(Data items)
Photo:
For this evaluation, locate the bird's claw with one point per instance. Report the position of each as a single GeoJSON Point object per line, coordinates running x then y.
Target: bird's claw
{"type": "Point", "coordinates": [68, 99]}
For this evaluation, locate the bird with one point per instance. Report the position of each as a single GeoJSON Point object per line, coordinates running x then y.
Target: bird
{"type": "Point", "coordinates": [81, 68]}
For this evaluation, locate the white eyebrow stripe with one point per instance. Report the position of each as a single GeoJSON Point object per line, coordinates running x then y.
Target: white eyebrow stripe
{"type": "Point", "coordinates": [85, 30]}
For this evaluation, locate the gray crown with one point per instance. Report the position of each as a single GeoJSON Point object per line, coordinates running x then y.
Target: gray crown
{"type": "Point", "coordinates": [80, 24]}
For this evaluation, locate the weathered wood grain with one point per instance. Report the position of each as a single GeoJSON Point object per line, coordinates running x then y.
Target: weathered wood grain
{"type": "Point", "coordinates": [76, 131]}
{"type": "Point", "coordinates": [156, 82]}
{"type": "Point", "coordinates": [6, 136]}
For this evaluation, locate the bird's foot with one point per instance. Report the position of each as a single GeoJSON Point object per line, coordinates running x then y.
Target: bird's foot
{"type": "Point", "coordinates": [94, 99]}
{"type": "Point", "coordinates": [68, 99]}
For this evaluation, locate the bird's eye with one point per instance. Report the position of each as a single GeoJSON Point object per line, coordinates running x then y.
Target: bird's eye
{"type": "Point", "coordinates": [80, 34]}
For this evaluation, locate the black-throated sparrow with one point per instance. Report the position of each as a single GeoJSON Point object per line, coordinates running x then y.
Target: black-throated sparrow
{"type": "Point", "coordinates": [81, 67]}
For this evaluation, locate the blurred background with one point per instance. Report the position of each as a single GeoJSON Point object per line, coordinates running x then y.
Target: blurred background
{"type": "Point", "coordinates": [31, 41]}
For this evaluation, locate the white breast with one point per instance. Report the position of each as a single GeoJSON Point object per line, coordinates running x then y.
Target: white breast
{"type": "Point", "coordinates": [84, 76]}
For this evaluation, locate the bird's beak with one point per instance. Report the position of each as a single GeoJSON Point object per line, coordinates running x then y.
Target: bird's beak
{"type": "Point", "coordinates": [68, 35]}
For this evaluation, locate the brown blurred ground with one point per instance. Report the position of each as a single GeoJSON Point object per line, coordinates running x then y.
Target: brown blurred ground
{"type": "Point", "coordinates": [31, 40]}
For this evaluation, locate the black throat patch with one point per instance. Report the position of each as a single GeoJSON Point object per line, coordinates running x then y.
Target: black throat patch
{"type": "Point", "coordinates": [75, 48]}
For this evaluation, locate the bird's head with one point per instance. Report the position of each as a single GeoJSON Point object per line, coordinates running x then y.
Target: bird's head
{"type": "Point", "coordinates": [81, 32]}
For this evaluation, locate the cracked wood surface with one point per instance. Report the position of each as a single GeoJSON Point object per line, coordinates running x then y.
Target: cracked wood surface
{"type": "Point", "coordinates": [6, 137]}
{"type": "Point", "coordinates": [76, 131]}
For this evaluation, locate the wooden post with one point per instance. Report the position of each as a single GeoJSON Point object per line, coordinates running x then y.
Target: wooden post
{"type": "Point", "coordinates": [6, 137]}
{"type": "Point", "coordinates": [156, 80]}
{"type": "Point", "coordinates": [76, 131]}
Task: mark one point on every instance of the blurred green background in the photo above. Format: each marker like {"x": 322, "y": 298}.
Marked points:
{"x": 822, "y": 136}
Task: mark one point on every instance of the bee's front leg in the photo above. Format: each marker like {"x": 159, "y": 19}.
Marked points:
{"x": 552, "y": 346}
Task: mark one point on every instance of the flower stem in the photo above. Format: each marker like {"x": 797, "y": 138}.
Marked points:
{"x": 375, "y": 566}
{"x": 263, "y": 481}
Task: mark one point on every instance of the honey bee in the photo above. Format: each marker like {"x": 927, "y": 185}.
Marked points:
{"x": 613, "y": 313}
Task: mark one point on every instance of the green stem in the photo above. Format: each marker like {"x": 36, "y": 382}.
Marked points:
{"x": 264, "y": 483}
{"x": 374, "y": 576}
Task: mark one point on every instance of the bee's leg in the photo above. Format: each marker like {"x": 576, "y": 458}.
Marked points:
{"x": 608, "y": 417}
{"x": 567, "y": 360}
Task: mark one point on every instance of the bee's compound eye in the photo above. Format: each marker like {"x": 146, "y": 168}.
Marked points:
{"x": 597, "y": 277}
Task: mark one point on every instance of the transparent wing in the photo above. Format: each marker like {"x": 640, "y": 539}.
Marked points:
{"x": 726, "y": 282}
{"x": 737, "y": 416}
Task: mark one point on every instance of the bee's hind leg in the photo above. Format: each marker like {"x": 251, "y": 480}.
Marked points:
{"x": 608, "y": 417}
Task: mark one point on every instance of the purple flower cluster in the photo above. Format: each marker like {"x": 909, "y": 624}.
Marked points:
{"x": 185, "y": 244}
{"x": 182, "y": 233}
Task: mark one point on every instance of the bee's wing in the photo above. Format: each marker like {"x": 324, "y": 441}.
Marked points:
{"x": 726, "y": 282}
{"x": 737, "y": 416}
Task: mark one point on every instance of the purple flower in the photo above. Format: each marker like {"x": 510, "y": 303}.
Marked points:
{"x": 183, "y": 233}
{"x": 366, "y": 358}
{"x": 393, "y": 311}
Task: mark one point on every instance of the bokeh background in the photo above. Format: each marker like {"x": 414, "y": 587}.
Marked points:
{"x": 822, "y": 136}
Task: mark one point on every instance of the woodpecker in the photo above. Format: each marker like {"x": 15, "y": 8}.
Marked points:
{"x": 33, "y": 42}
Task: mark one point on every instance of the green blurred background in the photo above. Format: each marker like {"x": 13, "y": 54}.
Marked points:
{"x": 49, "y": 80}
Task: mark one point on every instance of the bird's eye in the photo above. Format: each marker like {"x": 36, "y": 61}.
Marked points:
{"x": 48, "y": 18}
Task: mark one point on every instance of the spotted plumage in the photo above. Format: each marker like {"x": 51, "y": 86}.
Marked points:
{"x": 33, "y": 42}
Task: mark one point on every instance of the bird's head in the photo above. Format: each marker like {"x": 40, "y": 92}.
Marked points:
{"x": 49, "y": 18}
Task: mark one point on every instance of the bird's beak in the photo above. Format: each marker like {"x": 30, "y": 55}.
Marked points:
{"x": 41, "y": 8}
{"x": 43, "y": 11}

**EXERCISE OBJECTIVE:** Print all of the data exactly as it was given.

**SOLUTION:**
Photo:
For this evaluation, locate the bird's claw with one point per instance. Report the position of each as a single GeoJSON Point object per line, coordinates running x then y.
Target: bird's claw
{"type": "Point", "coordinates": [68, 99]}
For this evaluation, locate the bird with one point per instance. Report the position of each as a single GeoJSON Point object per line, coordinates running x then y.
Target: bird
{"type": "Point", "coordinates": [81, 68]}
For this evaluation, locate the white eyebrow stripe with one point per instance. Report the position of each as a single GeoJSON Point object per line, coordinates running x then y.
Target: white eyebrow stripe
{"type": "Point", "coordinates": [85, 30]}
For this evaluation, locate the gray crown with one point per instance. Report the position of each as a single GeoJSON Point object per line, coordinates running x then y.
Target: gray crown
{"type": "Point", "coordinates": [80, 24]}
For this evaluation, locate the weathered wood grain with one point per instance. Report the position of each as a single GeoJSON Point object per line, coordinates running x then y.
Target: weathered wood grain
{"type": "Point", "coordinates": [76, 131]}
{"type": "Point", "coordinates": [156, 82]}
{"type": "Point", "coordinates": [6, 136]}
For this evaluation, locate the bird's foot with one point per instance. Report the position of each as a single GeoJSON Point object per line, coordinates running x then y.
Target: bird's foot
{"type": "Point", "coordinates": [94, 99]}
{"type": "Point", "coordinates": [68, 99]}
For this evaluation, locate the bird's eye with one point per instance. Report the position of each as a single GeoJSON Point object per line, coordinates running x then y.
Target: bird's eye
{"type": "Point", "coordinates": [80, 34]}
For this evaluation, locate the black-throated sparrow with one point per instance. Report the position of each as a single GeoJSON Point object per line, coordinates running x then y.
Target: black-throated sparrow
{"type": "Point", "coordinates": [81, 67]}
For this evaluation, locate the blurred background with one point per instance. Report the position of each as a single GeoJSON Point object per line, coordinates running x then y.
Target: blurred background
{"type": "Point", "coordinates": [31, 41]}
For this evaluation, locate the white breast with one point per instance. Report the position of each as a single GeoJSON Point object per line, coordinates running x then y.
Target: white breast
{"type": "Point", "coordinates": [84, 76]}
For this evaluation, locate the bird's beak with one point per instance. Report the position of each as a single GeoJSON Point object per line, coordinates running x then y.
Target: bird's beak
{"type": "Point", "coordinates": [68, 35]}
For this evaluation, locate the brown blurred ground with one point per instance. Report the position of each as a single GeoJSON Point object per line, coordinates running x then y.
Target: brown blurred ground
{"type": "Point", "coordinates": [31, 40]}
For this evaluation, locate the black throat patch with one point per instance. Report the position of each as a single GeoJSON Point object per line, coordinates running x then y.
Target: black throat patch
{"type": "Point", "coordinates": [75, 48]}
For this evaluation, locate the bird's head with one point per instance. Report the position of each as a single GeoJSON Point object per line, coordinates running x then y.
Target: bird's head
{"type": "Point", "coordinates": [81, 32]}
For this evaluation, locate the cracked wood surface with one point per instance. Report the position of each as a single GeoJSON Point object per line, coordinates running x then y.
Target: cracked wood surface
{"type": "Point", "coordinates": [6, 137]}
{"type": "Point", "coordinates": [76, 131]}
For this evaluation, locate the wooden post with one point per instance. Report the position of each as a single GeoJSON Point object per line, coordinates running x then y.
Target: wooden post
{"type": "Point", "coordinates": [6, 137]}
{"type": "Point", "coordinates": [156, 80]}
{"type": "Point", "coordinates": [76, 131]}
Task: mark one point on every instance of the blurred green background in the photo above. Format: each marker like {"x": 322, "y": 298}.
Marked points:
{"x": 822, "y": 136}
Task: mark one point on every instance of the bee's front leg in the photo above. Format: each marker like {"x": 159, "y": 19}.
Marked points:
{"x": 552, "y": 346}
Task: mark one point on every instance of the flower stem in the photo above. Format: each marker like {"x": 797, "y": 138}.
Marked points:
{"x": 375, "y": 566}
{"x": 263, "y": 481}
Task: mark one point on every instance of the honey bee in the photo above. Format: each marker like {"x": 927, "y": 185}.
Marked points:
{"x": 613, "y": 313}
Task: mark one point on every instance of the green stem in the photo above. Format: each marker like {"x": 36, "y": 382}.
Marked points:
{"x": 264, "y": 483}
{"x": 374, "y": 576}
Task: mark one point on every instance of the bee's leg in the photo above. Format: each marker like {"x": 576, "y": 458}.
Marked points:
{"x": 608, "y": 417}
{"x": 567, "y": 360}
Task: mark one point on every instance of the bee's compound eye in the photo above. Format: each marker like {"x": 146, "y": 168}.
Marked points:
{"x": 597, "y": 277}
Task: mark one point on every instance of the transparent wing in the photo above. Format: each marker like {"x": 640, "y": 539}.
Marked points:
{"x": 726, "y": 282}
{"x": 737, "y": 416}
Task: mark one point on every instance of the bee's hind leg in the photo above. Format: each marker like {"x": 251, "y": 480}.
Marked points:
{"x": 608, "y": 417}
Task: mark one point on every instance of the purple flower cluster in the photo above. Format: each marker like {"x": 909, "y": 624}.
Marked points:
{"x": 185, "y": 244}
{"x": 182, "y": 233}
Task: mark one point on every instance of the bee's wing in the photo above. Format: each marker like {"x": 324, "y": 441}.
Marked points:
{"x": 726, "y": 282}
{"x": 737, "y": 416}
Task: mark one point on every instance of the purple flower in the photo above. Format: each marker like {"x": 510, "y": 303}.
Marked points:
{"x": 183, "y": 233}
{"x": 366, "y": 358}
{"x": 393, "y": 311}
Task: mark one point on every instance of the bokeh background in the photo above. Format: each marker like {"x": 414, "y": 587}.
Marked points:
{"x": 822, "y": 136}
Task: mark one point on every instance of the woodpecker in the photo above. Format: each marker like {"x": 15, "y": 8}.
Marked points:
{"x": 33, "y": 42}
Task: mark one point on every instance of the green blurred background in the photo above. Format: each marker like {"x": 13, "y": 54}.
Marked points:
{"x": 49, "y": 80}
Task: mark one point on every instance of the bird's eye in the photo above. Format: each marker like {"x": 36, "y": 61}.
Marked points:
{"x": 48, "y": 18}
Task: mark one point on every instance of the spotted plumage in the photo above. Format: each marker like {"x": 51, "y": 86}.
Marked points:
{"x": 33, "y": 42}
Task: mark one point on every instance of the bird's head in the photo above. Format: each marker like {"x": 40, "y": 92}.
Marked points:
{"x": 49, "y": 18}
Task: mark one point on every instance of the bird's beak in the photo above. Format: each marker like {"x": 30, "y": 55}.
Marked points:
{"x": 41, "y": 8}
{"x": 43, "y": 11}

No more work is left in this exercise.